-- THE TASK --
Repeat the lines of the records that run from the one containing "of the silver" through the one containing "[[238, 187], [157, 182]]", with both of those lines included, and give nothing else.

-- PROVIDED RECORDS --
┄┄┄┄┄┄┄┄┄┄┄┄┄┄┄┄┄┄┄┄

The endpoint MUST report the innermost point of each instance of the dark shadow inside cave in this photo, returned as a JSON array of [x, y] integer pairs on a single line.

┄┄┄┄┄┄┄┄┄┄┄┄┄┄┄┄┄┄┄┄

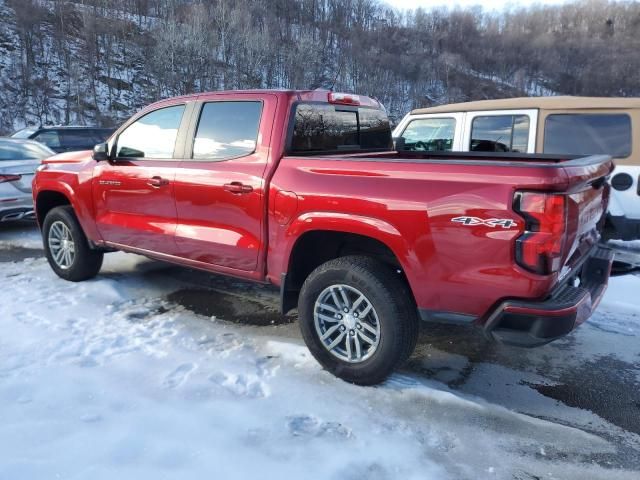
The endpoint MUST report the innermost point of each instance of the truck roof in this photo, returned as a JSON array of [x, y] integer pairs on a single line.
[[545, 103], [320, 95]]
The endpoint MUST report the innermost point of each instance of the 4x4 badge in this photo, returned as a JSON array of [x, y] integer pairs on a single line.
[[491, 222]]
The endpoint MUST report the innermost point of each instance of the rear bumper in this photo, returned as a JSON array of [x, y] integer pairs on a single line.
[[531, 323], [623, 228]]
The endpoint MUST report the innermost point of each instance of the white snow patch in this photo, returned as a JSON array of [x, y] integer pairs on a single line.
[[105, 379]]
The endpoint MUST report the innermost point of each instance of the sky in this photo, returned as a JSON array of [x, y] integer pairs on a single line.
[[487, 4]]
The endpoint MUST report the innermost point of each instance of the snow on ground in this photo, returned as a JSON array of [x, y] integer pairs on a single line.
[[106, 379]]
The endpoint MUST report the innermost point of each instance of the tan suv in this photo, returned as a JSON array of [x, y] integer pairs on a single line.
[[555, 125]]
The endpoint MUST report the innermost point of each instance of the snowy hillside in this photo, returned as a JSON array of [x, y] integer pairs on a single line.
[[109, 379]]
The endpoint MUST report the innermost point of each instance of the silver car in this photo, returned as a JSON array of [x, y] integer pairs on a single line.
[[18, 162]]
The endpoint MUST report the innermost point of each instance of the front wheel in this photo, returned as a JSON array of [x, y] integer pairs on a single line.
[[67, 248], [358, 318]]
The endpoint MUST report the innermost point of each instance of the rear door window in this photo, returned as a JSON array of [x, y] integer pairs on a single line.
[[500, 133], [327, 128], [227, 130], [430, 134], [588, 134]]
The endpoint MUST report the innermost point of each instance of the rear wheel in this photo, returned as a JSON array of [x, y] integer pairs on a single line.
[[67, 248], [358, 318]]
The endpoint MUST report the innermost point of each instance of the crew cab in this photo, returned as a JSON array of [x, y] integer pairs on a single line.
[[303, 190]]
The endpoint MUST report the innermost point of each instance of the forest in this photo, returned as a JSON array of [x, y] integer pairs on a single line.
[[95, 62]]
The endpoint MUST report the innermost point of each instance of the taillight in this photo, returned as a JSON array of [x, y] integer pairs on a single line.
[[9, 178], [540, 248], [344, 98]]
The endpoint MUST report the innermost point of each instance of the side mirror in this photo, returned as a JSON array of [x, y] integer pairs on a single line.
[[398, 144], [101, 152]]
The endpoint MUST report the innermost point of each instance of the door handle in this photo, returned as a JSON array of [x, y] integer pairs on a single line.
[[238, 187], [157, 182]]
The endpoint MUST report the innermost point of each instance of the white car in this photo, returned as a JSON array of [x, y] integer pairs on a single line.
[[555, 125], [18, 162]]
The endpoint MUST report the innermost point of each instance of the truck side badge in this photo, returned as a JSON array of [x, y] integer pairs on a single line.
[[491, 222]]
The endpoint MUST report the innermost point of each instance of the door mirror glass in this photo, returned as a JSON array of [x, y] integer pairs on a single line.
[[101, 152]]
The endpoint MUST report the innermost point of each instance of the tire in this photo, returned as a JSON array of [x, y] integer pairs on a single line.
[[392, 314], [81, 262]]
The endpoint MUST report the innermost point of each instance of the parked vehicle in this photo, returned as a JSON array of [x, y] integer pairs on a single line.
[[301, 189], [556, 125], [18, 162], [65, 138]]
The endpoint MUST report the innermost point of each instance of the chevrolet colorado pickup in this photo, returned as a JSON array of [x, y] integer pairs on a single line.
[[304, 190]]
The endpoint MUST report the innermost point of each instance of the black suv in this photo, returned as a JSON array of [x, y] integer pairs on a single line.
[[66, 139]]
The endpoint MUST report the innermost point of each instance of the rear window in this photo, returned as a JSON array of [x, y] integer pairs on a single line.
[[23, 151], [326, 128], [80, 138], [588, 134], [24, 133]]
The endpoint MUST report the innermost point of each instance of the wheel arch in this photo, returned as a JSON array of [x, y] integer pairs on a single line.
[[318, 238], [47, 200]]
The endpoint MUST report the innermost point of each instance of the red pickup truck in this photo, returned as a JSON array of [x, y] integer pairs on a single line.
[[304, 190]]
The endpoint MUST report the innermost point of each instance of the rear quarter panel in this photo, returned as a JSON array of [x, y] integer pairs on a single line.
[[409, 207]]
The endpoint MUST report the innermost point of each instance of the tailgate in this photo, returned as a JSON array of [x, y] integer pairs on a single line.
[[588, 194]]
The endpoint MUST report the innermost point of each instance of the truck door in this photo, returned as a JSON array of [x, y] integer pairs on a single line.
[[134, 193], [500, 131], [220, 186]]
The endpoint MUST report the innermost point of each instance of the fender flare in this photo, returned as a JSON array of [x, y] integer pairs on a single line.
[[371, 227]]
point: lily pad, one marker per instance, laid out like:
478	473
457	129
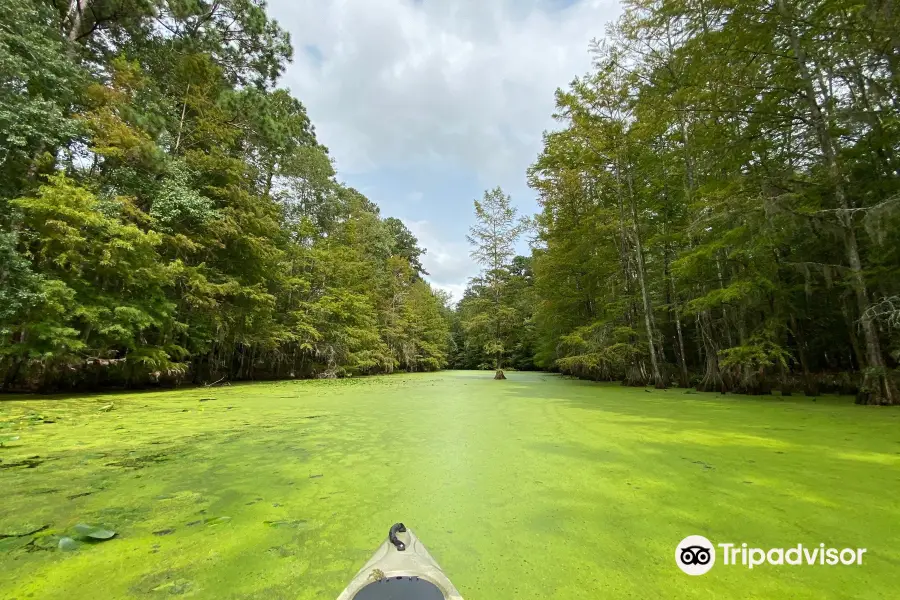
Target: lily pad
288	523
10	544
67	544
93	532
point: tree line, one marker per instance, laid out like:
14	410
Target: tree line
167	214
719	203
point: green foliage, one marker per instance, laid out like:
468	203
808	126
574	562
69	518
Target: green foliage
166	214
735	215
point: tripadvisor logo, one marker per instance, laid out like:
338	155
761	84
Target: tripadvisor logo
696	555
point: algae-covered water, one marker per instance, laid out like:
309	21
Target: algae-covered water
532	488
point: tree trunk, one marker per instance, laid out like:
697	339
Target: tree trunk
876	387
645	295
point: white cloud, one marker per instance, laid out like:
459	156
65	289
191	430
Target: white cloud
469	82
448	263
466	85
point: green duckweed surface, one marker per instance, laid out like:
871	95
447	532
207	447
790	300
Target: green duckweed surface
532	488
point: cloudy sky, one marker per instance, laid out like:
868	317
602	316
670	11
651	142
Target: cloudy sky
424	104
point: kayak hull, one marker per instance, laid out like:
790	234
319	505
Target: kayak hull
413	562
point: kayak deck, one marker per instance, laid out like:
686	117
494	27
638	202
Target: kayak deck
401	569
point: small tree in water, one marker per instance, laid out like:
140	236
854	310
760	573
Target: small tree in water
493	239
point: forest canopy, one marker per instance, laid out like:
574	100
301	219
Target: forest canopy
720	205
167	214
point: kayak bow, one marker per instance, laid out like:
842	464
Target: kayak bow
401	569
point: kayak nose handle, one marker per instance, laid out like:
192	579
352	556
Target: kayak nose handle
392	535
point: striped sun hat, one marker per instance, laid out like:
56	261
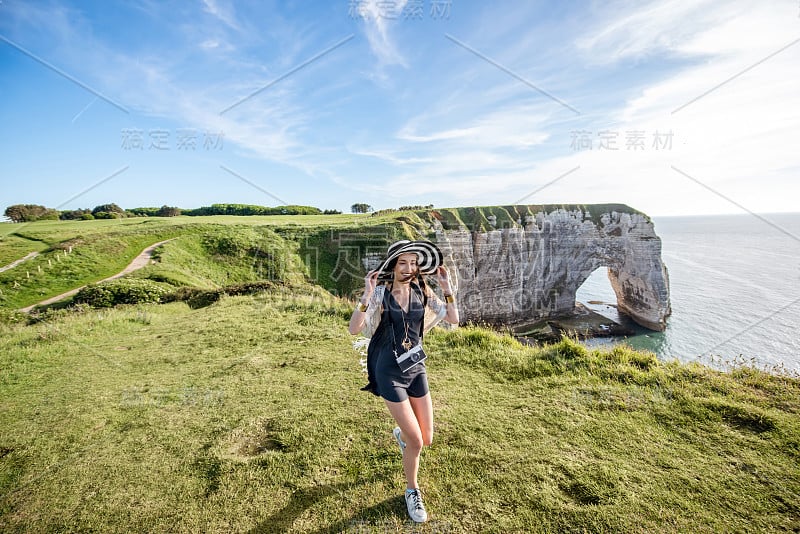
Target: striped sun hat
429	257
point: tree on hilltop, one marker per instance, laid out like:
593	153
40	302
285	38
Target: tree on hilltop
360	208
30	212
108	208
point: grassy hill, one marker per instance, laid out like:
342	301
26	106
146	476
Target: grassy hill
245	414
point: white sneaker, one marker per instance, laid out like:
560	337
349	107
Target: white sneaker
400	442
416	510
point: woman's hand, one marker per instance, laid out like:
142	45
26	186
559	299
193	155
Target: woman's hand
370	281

┄┄┄┄┄┄┄┄┄┄┄┄┄┄┄┄┄┄┄┄

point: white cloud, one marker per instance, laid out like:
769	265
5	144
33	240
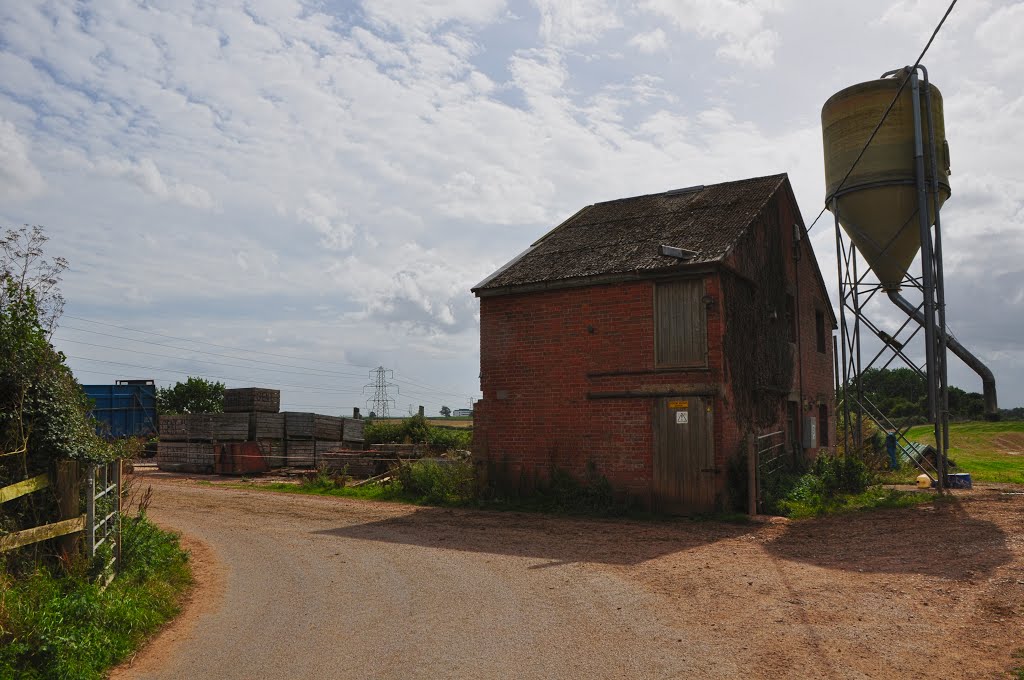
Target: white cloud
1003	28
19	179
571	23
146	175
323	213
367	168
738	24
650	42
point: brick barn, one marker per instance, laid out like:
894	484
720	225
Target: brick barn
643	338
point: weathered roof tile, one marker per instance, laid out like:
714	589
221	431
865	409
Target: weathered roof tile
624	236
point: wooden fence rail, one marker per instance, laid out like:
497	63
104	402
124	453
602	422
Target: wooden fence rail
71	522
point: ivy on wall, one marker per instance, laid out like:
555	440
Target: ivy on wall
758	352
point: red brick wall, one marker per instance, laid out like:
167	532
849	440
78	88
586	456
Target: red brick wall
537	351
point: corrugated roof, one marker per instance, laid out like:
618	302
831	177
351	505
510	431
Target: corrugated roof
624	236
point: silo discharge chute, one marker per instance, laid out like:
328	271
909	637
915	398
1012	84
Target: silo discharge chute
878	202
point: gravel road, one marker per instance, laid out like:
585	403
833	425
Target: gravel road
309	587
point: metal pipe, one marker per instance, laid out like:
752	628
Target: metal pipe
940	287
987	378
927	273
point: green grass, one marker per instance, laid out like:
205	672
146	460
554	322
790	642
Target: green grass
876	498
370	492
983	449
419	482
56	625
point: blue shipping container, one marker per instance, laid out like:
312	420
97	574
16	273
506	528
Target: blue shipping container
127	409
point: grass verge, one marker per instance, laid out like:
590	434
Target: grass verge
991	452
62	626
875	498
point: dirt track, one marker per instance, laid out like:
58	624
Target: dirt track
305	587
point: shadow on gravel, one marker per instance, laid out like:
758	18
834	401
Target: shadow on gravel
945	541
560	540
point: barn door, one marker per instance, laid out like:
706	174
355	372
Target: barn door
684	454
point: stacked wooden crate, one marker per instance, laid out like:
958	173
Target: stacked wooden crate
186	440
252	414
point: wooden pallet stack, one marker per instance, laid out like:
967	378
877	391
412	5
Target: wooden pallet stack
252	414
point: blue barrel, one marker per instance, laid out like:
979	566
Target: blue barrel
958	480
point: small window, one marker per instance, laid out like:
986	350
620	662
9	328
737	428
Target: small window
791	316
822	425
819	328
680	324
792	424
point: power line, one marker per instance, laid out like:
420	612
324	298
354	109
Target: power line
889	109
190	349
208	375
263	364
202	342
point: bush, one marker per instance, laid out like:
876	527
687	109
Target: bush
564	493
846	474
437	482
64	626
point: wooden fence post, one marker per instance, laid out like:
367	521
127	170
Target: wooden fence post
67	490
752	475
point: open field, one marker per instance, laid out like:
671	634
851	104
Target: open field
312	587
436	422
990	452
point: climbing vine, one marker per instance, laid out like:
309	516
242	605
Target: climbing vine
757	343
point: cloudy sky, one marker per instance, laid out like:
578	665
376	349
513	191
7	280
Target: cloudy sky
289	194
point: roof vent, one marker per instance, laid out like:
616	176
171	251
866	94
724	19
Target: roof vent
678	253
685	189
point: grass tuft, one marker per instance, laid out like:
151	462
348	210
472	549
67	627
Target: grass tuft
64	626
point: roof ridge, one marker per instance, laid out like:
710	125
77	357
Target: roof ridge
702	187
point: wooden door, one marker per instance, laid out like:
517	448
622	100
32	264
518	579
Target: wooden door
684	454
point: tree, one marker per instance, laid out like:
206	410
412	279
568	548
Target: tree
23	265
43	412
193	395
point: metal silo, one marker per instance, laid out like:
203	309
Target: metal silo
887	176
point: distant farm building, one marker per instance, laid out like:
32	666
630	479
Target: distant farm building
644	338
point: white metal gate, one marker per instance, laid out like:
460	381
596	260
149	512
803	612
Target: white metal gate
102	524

┄┄┄┄┄┄┄┄┄┄┄┄┄┄┄┄┄┄┄┄

-- REPLY TO THE TASK --
The endpoint MUST report the innermost point of each instance of the silver car in this photo, returned as a JSON array of [x, y] integer pairs on a single line.
[[18, 162]]
The endpoint MUST report the innermost point of each instance of the front wheel in this photo, returned as a JSON array of [x, y] integer pairs on a single line.
[[67, 248], [358, 318]]
The endpoint MUST report the innermost point of each instance of the rear door window in this photo, returned as a JSON array of [x, y] integer pairs on a single line.
[[500, 133], [327, 128], [227, 130], [430, 134], [588, 134]]
The endpoint MUST report the innermost point of each instance of the rear wheel in this photo, returned as a JSON array of [x, y] integer pairs on a single line.
[[67, 248], [358, 318]]
The endpoint MUST report the innermost point of each instance of the crew cab in this photo, returned as a JSON array of [x, y] integer pairs on a single line.
[[303, 190]]
The endpoint MUST report the innermost point of each instance of the forest in this photo, returned as a JSON array of [x, y] integer pairs on a single line.
[[95, 62]]
The endpoint MUST report the innermost point of each instance of the taillight in this photo, returned as a JSON array of [x, y] integer pairs on a single line.
[[9, 178], [540, 248], [344, 98]]
The endpoint MUST report the innermost point of each instance of the side mirror in this photo, returned as a JSON array of [x, y] integer pairs on a single line.
[[398, 144], [101, 152]]
The endpoint MUST report the innermost point of each instance of the door handle in this photo, returned as a JSON array of [x, y] integer pairs on a single line.
[[238, 187], [157, 182]]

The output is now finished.